=== Work request 1 ===
Which organizations are named in the news report on Bani Walid below?
=== Work request 2 ===
Do these statements agree with the news report on Bani Walid below? (a) Bani Walid lies south of Tripoli. (b) The Reuters team met resistance from Gaddafi's supporters inside the town. (c) Some buildings had been flattened by NATO air strikes.
=== Work request 3 ===
Carry the news report on the capture of Bani Walid further, picking up after its final sentence.

=== Document excerpt ===
NTC forces capture Gaddafi bastion

Fighters with Libya's interim government have captured the town of Bani Walid, firing their guns into the air and hoisting the country's new flag over the centre of one of the final bastions of Muammar Gaddafi's loyalists.
A Reuters team that drove into the heart of Bani Walid, in desert hills 150 km (90 miles) south of Tripoli, saw no signs of resistance from supporters of the deposed leader who have been holed up inside the town for more than six weeks.
"Bani Walid is completely free. It is liberated, 100 percent," said Mohammed Shakonah, a military commander with the National Transitional Council (NTC).
The apparent capture of Bani Walid brought Libya's new rulers a step closer to being in full control of the vast, oil-producing North African country almost two months after rebels entered Tripoli and ended 42 years of one-man rule by Gaddafi.
Along with Gaddafi's home town of Sirte, Bani Walid was one of Libya's last sources of armed resistance to the NTC.
Bursts of gunfire, fireworks and car horns merged into a cacophony on streets littered with empty bullet casings and lined with buildings damaged or destroyed by the fighting.
Some buildings were still ablaze just before sundown on Monday, others were flattened by NATO air strikes. Several shops looked like they had been looted. Thick black smoke billowed in the distance.

=== Stored data ===
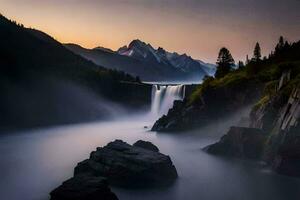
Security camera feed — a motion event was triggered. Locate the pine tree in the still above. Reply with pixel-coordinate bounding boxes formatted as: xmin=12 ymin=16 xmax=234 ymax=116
xmin=275 ymin=36 xmax=284 ymax=53
xmin=246 ymin=55 xmax=250 ymax=65
xmin=238 ymin=61 xmax=245 ymax=69
xmin=215 ymin=47 xmax=234 ymax=78
xmin=253 ymin=42 xmax=261 ymax=62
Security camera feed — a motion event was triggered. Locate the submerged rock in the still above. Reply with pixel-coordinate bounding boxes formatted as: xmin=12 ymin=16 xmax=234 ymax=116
xmin=204 ymin=127 xmax=267 ymax=159
xmin=50 ymin=176 xmax=118 ymax=200
xmin=74 ymin=140 xmax=178 ymax=187
xmin=133 ymin=140 xmax=159 ymax=152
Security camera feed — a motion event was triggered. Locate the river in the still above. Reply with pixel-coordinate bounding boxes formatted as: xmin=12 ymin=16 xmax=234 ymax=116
xmin=0 ymin=111 xmax=300 ymax=200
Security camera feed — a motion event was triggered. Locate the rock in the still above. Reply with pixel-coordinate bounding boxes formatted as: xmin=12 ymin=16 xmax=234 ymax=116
xmin=133 ymin=140 xmax=159 ymax=152
xmin=50 ymin=176 xmax=118 ymax=200
xmin=74 ymin=140 xmax=178 ymax=187
xmin=204 ymin=127 xmax=267 ymax=159
xmin=271 ymin=125 xmax=300 ymax=177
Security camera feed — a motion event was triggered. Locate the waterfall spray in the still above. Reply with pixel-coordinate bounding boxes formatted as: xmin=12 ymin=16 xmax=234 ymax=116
xmin=151 ymin=85 xmax=185 ymax=117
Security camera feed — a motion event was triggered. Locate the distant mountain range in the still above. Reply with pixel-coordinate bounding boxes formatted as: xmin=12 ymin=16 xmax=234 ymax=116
xmin=0 ymin=14 xmax=151 ymax=130
xmin=65 ymin=40 xmax=215 ymax=82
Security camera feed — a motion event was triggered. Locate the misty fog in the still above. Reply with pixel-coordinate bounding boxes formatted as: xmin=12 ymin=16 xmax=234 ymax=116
xmin=0 ymin=104 xmax=300 ymax=200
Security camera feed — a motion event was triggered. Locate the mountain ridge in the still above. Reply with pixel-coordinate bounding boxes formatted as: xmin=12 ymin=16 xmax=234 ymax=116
xmin=64 ymin=39 xmax=214 ymax=82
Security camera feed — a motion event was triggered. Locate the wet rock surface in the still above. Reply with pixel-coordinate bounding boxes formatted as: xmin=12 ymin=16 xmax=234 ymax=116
xmin=74 ymin=140 xmax=178 ymax=187
xmin=50 ymin=176 xmax=118 ymax=200
xmin=133 ymin=140 xmax=159 ymax=152
xmin=204 ymin=127 xmax=267 ymax=159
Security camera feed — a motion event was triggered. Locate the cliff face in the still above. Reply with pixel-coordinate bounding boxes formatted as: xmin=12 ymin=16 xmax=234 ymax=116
xmin=205 ymin=71 xmax=300 ymax=176
xmin=251 ymin=77 xmax=300 ymax=176
xmin=152 ymin=79 xmax=262 ymax=132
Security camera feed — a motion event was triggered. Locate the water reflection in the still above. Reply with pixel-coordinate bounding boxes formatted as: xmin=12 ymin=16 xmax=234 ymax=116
xmin=0 ymin=116 xmax=300 ymax=200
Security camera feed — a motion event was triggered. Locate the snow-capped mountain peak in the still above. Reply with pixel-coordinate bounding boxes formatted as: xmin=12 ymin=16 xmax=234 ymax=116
xmin=117 ymin=39 xmax=214 ymax=79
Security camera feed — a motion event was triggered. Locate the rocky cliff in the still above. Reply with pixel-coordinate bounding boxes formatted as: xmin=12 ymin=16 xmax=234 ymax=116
xmin=205 ymin=70 xmax=300 ymax=176
xmin=152 ymin=74 xmax=263 ymax=132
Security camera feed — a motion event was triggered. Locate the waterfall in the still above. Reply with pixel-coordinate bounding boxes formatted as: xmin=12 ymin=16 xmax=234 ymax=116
xmin=151 ymin=85 xmax=185 ymax=117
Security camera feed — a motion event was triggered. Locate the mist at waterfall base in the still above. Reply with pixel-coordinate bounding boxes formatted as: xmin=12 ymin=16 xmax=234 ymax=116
xmin=0 ymin=78 xmax=126 ymax=130
xmin=0 ymin=85 xmax=300 ymax=200
xmin=151 ymin=85 xmax=185 ymax=118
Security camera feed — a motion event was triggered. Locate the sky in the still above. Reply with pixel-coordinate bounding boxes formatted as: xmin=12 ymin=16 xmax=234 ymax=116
xmin=0 ymin=0 xmax=300 ymax=63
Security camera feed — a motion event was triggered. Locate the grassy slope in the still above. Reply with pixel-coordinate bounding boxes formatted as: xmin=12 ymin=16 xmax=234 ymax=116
xmin=188 ymin=39 xmax=300 ymax=107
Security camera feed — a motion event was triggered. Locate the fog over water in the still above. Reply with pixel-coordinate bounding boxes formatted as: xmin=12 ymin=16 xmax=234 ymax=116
xmin=0 ymin=108 xmax=300 ymax=200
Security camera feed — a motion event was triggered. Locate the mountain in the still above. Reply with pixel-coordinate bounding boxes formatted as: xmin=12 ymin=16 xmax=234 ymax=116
xmin=65 ymin=44 xmax=180 ymax=81
xmin=118 ymin=40 xmax=213 ymax=80
xmin=0 ymin=15 xmax=151 ymax=129
xmin=65 ymin=40 xmax=214 ymax=82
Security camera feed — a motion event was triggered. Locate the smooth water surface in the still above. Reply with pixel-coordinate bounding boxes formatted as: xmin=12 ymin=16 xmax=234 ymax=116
xmin=0 ymin=114 xmax=300 ymax=200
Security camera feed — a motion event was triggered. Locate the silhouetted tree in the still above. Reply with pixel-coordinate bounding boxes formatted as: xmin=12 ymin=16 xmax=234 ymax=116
xmin=215 ymin=47 xmax=234 ymax=78
xmin=246 ymin=55 xmax=250 ymax=65
xmin=238 ymin=61 xmax=245 ymax=69
xmin=275 ymin=36 xmax=284 ymax=53
xmin=253 ymin=42 xmax=261 ymax=62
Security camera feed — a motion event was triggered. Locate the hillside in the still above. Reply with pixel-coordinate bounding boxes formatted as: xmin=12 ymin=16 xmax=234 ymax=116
xmin=153 ymin=38 xmax=300 ymax=131
xmin=0 ymin=16 xmax=151 ymax=128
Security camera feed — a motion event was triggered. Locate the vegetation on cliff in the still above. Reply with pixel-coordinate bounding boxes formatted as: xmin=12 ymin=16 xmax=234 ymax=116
xmin=152 ymin=37 xmax=300 ymax=131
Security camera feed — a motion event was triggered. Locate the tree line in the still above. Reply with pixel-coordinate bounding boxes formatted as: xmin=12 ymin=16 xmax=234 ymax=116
xmin=215 ymin=36 xmax=291 ymax=78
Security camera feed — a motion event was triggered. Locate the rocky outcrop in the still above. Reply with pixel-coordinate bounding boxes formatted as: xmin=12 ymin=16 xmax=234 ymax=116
xmin=214 ymin=71 xmax=300 ymax=176
xmin=133 ymin=140 xmax=159 ymax=152
xmin=265 ymin=87 xmax=300 ymax=176
xmin=50 ymin=176 xmax=118 ymax=200
xmin=50 ymin=140 xmax=178 ymax=200
xmin=152 ymin=80 xmax=262 ymax=132
xmin=204 ymin=127 xmax=267 ymax=159
xmin=74 ymin=140 xmax=178 ymax=187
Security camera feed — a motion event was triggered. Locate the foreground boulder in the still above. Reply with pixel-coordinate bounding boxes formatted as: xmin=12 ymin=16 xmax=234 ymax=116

=== Expected output 1 ===
Reuters, the National Transitional Council (NTC), NATO

=== Expected output 2 ===
(a) Yes: "in desert hills 150 km (90 miles) south of Tripoli"
(b) No: "saw no signs of resistance from supporters of the deposed leader"
(c) Yes: "others were flattened by NATO air strikes"

=== Expected output 3 ===
An NTC fighter in camouflage fatigues and with an AK-47 assault rifle hanging from his shoulder, embraced a medical worker and both men wept in joy.
"If Gaddafi could see this, he would give up," said Abdelfattah, another NTC fighter in the central square.
There was no evidence of civilians joining in the street celebrations in Bani Walid, home to the Warfalla, Libya's biggest tribe, whose members are traditional supporters of Gaddafi.
"This is a very important day because it now means Gaddafi doesn't have even one town in Libya," said Ayad Sayed al Russi, a senior NTC commander. "We hope that the residents who fled will come back now that the town is free."
The town had been under siege for weeks, with hundreds of Gaddafi loyalists dug into its steep valleys and hills resisting advancing interim government forces.
NTC officials had been negotiating with Bani Walid's tribal leaders for its surrender.